**Task to complete:** Type the data below again exactly. Omit all pictures.

**Materials provided:**
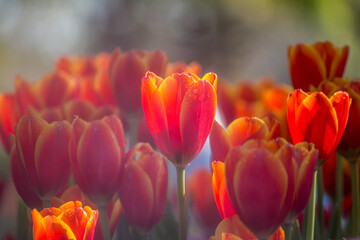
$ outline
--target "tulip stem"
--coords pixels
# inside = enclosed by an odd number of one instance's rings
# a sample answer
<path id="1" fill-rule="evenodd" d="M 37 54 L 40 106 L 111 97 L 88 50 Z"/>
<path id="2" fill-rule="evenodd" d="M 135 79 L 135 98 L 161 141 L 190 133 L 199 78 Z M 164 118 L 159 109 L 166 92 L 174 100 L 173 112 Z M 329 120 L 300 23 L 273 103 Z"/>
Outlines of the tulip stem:
<path id="1" fill-rule="evenodd" d="M 283 229 L 284 229 L 284 232 L 285 232 L 285 239 L 286 240 L 291 240 L 292 231 L 293 231 L 293 224 L 286 223 L 286 224 L 283 225 Z"/>
<path id="2" fill-rule="evenodd" d="M 324 197 L 324 186 L 323 186 L 323 172 L 322 166 L 319 167 L 318 177 L 317 177 L 317 219 L 319 223 L 319 234 L 320 239 L 324 239 L 324 204 L 323 204 L 323 197 Z"/>
<path id="3" fill-rule="evenodd" d="M 104 206 L 98 206 L 99 209 L 99 217 L 100 217 L 100 225 L 101 225 L 101 231 L 103 234 L 103 240 L 110 240 L 111 234 L 110 234 L 110 228 L 109 228 L 109 222 L 107 218 L 106 213 L 106 205 Z"/>
<path id="4" fill-rule="evenodd" d="M 176 167 L 179 206 L 179 240 L 186 240 L 185 167 Z"/>
<path id="5" fill-rule="evenodd" d="M 352 193 L 352 210 L 351 210 L 351 236 L 360 236 L 359 226 L 359 162 L 356 159 L 349 161 L 351 174 L 351 193 Z"/>
<path id="6" fill-rule="evenodd" d="M 315 192 L 317 182 L 318 170 L 314 172 L 314 180 L 311 187 L 310 199 L 308 202 L 308 215 L 306 221 L 306 240 L 314 239 L 314 227 L 315 227 Z"/>
<path id="7" fill-rule="evenodd" d="M 42 206 L 43 206 L 43 208 L 50 208 L 51 200 L 50 199 L 42 199 Z"/>

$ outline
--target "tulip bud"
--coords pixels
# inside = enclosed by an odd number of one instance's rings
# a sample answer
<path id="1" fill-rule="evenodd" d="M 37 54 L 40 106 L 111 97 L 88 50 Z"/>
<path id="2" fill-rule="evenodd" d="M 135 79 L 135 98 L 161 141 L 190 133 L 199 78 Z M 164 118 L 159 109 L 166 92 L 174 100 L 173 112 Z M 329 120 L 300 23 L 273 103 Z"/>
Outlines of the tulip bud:
<path id="1" fill-rule="evenodd" d="M 115 115 L 101 120 L 73 121 L 70 156 L 81 191 L 96 205 L 105 206 L 116 191 L 125 149 L 124 131 Z"/>
<path id="2" fill-rule="evenodd" d="M 129 150 L 119 196 L 130 225 L 147 233 L 160 221 L 166 205 L 167 182 L 166 158 L 145 143 Z"/>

**Result of the task:**
$ outline
--target "tulip stem"
--coords pixels
# inside = enclosed by an odd number of one instance's rings
# a sample answer
<path id="1" fill-rule="evenodd" d="M 37 54 L 40 106 L 111 97 L 88 50 Z"/>
<path id="2" fill-rule="evenodd" d="M 135 79 L 135 98 L 161 141 L 190 133 L 199 78 Z M 164 118 L 159 109 L 166 92 L 174 100 L 173 112 Z M 329 120 L 300 23 L 273 103 Z"/>
Outlines of the tulip stem:
<path id="1" fill-rule="evenodd" d="M 283 229 L 284 229 L 284 232 L 285 232 L 285 239 L 286 240 L 291 240 L 292 231 L 293 231 L 293 224 L 286 223 L 286 224 L 283 225 Z"/>
<path id="2" fill-rule="evenodd" d="M 324 197 L 324 186 L 323 186 L 323 172 L 322 166 L 319 167 L 318 177 L 317 177 L 317 219 L 319 223 L 319 234 L 320 239 L 324 239 L 324 204 L 323 204 L 323 197 Z"/>
<path id="3" fill-rule="evenodd" d="M 104 206 L 98 206 L 99 209 L 99 217 L 100 217 L 100 225 L 101 225 L 101 231 L 103 234 L 103 240 L 110 240 L 111 234 L 110 234 L 110 228 L 109 228 L 109 222 L 107 218 L 106 213 L 106 205 Z"/>
<path id="4" fill-rule="evenodd" d="M 176 167 L 179 206 L 179 240 L 186 240 L 185 167 Z"/>
<path id="5" fill-rule="evenodd" d="M 352 193 L 352 210 L 351 210 L 351 236 L 360 236 L 359 226 L 359 162 L 356 159 L 349 161 L 351 174 L 351 193 Z"/>
<path id="6" fill-rule="evenodd" d="M 315 192 L 317 182 L 318 170 L 314 172 L 314 180 L 311 187 L 310 199 L 308 202 L 308 215 L 306 221 L 306 240 L 314 239 L 314 227 L 315 227 Z"/>
<path id="7" fill-rule="evenodd" d="M 42 206 L 43 206 L 43 208 L 50 208 L 51 200 L 50 199 L 42 199 Z"/>

$ outline
--target "tulip bud"
--coords pixels
# inside = enclosed by an odd number of one instance's rings
# a sample answer
<path id="1" fill-rule="evenodd" d="M 37 54 L 40 106 L 111 97 L 88 50 Z"/>
<path id="2" fill-rule="evenodd" d="M 135 79 L 135 98 L 161 141 L 190 133 L 199 78 Z M 164 118 L 159 109 L 166 92 L 174 100 L 173 112 Z M 329 120 L 300 23 L 273 103 Z"/>
Outlines of the tulip bud:
<path id="1" fill-rule="evenodd" d="M 115 115 L 101 120 L 73 121 L 70 156 L 81 191 L 96 205 L 105 206 L 116 191 L 125 149 L 124 131 Z"/>
<path id="2" fill-rule="evenodd" d="M 129 150 L 119 196 L 130 225 L 147 233 L 160 221 L 166 205 L 167 182 L 166 158 L 145 143 Z"/>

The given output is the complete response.